Supplied text »
<<<<

So as we can see, there are many boundaries that are required in life that protect the specific secrets of individuals, couples, families, municipalities, cities, provinces/states, countries and planets or natural satellites (assuming that we populate another one within the next century). We let people based upon their level of trust with us through most of those boundaries. Fellow citizens, acquaintances, friends, family and lover or spouse (with the last two hopefully being the same person). Ultimately that trust level determines the sincerity through which we communicate with each other and that does not mean that people are insincere with each other. The sincerity with which we communicate is directly related to our comfort and honest familiarity with ourselves and our confidence in the comfort and honest familiarity we believe that those who we trust and care for have with themselves for that determines how our secrets can impact our lives negatively or in a damaging way that may create divisions between the people and groups with which we have no quarrel, but from whom we have a different point of view.

That brings us back to the topic of this article and that is the God Question. Do you believe in God but more importantly, should you answer that question honestly with just anyone? Again that depends upon the aggressiveness with which others treat those who possess different beliefs to their own and your proximity to people of differing views to your own their ability to impact your life negatively should you profess different beliefs to their own and remember that professing or denying a belief in God can say much about what religion you are a part, if you consider yourself a part of organized religion at all. So professing your belief in that regard has some astounding implications for you as an individual within society. Though we as people in society are governed by our rights and the laws that protect them, how do we really know that someone might not discriminate against you just because of what you believe in that regard? After all, there are some religions that have openly professed that it is their duty to God, to rout people who do not believe in their religion even if doing so violates the rules and laws of the region. So professing your beliefs may have dire consequences where they are different from those of the majority or conversely they may benefit you if they coincide with the same.

>>>>

Items »

<<<<

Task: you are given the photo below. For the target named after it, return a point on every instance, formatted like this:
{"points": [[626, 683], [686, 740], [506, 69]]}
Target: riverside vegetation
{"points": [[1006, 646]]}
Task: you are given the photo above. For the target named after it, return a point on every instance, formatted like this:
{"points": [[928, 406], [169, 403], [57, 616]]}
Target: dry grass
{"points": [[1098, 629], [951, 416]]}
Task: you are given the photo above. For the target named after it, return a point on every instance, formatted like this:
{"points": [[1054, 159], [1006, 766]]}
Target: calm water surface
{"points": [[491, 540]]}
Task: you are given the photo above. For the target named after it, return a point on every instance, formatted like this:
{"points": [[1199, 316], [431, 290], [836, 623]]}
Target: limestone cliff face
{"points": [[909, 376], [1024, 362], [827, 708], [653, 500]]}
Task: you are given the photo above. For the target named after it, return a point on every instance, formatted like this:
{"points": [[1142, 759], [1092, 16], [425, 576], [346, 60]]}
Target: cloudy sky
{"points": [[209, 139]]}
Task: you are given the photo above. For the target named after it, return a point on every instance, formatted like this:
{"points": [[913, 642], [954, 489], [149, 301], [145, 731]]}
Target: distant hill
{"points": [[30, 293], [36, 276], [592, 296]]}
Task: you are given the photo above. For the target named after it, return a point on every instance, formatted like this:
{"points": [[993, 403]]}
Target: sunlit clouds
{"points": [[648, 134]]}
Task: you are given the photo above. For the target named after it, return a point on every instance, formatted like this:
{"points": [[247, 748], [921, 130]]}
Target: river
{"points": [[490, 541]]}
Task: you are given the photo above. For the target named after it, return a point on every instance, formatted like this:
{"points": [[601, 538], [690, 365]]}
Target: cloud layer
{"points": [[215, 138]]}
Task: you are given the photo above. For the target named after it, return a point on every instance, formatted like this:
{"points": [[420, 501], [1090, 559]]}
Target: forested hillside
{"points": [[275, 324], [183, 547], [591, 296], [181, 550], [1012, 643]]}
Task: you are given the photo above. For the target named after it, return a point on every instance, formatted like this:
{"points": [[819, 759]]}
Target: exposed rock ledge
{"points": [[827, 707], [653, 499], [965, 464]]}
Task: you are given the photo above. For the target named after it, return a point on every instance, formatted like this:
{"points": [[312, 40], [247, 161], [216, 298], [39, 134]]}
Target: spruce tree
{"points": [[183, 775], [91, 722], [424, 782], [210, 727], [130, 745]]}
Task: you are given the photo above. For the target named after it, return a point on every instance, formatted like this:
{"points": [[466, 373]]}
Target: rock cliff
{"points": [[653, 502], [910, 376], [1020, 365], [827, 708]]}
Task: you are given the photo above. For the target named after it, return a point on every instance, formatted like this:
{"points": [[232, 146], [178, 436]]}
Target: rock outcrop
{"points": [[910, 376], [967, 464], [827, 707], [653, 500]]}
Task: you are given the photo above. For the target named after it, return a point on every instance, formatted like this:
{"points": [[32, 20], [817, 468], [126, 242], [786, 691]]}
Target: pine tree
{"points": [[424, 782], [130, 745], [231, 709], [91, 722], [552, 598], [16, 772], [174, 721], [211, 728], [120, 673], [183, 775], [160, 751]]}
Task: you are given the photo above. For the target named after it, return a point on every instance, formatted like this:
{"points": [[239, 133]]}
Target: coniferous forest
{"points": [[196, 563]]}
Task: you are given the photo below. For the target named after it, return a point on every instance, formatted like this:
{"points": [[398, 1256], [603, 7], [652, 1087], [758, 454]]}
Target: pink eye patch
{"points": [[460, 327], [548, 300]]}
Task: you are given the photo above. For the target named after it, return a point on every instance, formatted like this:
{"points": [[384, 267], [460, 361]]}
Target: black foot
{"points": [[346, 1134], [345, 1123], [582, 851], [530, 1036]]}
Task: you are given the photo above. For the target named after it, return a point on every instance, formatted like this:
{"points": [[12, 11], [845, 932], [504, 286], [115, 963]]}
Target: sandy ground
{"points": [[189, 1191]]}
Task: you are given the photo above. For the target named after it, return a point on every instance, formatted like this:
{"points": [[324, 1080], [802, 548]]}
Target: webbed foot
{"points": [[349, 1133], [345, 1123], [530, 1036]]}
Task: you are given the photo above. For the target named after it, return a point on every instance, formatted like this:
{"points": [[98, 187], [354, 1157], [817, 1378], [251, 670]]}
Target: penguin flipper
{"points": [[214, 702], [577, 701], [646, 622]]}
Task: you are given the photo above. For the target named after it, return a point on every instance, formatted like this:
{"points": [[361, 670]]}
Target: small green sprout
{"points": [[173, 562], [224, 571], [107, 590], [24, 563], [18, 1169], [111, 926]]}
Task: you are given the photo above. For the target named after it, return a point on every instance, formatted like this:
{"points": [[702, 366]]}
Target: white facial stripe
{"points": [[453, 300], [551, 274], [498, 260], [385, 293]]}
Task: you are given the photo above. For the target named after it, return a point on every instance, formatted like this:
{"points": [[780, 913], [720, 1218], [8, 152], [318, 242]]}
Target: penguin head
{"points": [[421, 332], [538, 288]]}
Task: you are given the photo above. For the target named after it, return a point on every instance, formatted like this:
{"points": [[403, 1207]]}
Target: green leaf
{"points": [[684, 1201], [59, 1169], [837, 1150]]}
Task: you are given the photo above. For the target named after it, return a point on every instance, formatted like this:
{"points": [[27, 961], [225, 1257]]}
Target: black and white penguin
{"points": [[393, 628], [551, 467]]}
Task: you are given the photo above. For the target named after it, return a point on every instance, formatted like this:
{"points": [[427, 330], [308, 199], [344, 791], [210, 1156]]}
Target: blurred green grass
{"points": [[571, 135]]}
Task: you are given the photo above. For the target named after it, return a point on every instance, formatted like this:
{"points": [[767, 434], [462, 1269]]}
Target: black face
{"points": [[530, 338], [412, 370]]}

>>>>

Exercise instructions »
(1) Answer the following about the passage on trust and belief:
(a) What does the passage say ultimately determines the sincerity through which we communicate with each other?
(b) What does the passage name as the topic of the article?
(c) What do some religions openly profess, according to the passage?
(2) Write what comes next in the passage on trust and belief, beginning after its final sentence.

Answers to each task »
(1)
(a) The level of trust.
(b) The God Question.
(c) That it is their duty to God to rout people who do not believe in their religion, even if doing so violates the rules and laws of the region.

(2)
Let's face it. To whom do you owe an honest answer to that question? Lets separate spirituality and religion for the sake of this question. Religion is a doctrine with a spiritual component that tends to explain our creation, morality and consciousness and a dogmatic component made up of rules and a code of good conduct. The question of God is more of a spiritual nature than a dogmatic one. After all, whether you believe in a God or not does not determine the nature of your code of conduct or what you view as being right or wrong. There are many people who believe in a God whose identity violates the dogma of many religious beliefs, such as being an educated Woman with the right to vote that may believe in God despite the dogma of their religion that contradicts such a Woman's rights to either have an education or take part in due process and vote. There are members of the LGBTQ community as well who believe in God but whose gender identity is a violation of the dogma of most religions the world over. So being spiritual can exist without the need for having a belief in a rigid dogma and does not even require a belief in a God.

Often the delineation of what we believe in terms of the existence of a God and any corresponding religion actually relates to and is supposed to represent what we accept and do not accept as being right or wrong, and where our personal boundaries are within such a framework with regard to ourselves, our God and most importantly, other people. The truth is that the boundaries of right and wrong are better defined administratively and with regard to the laws that protect and respect our rights as individuals in society. Our beliefs are of a personal and subjective nature and fighting over them is reminiscent of fighting over what is the best colour? What is the best music? What is the best painting? These are things that we may find some vagaries through which to coincide in our point of view, but when it really comes down to it, what we believe is our own. What we believe about God is actually between us and God (whether there is a God or not). Therefore what we honestly believe about God is our individual secret and we do not owe it to anyone else to answer that question truthfully.

The measure of your conduct and being where it regards any word or action that does not violate the rights and laws protected by the region in which you live that coincides with the universal declaration of human rights, if you do so have a belief and a religion is between you, yourself, your code of conduct and your God.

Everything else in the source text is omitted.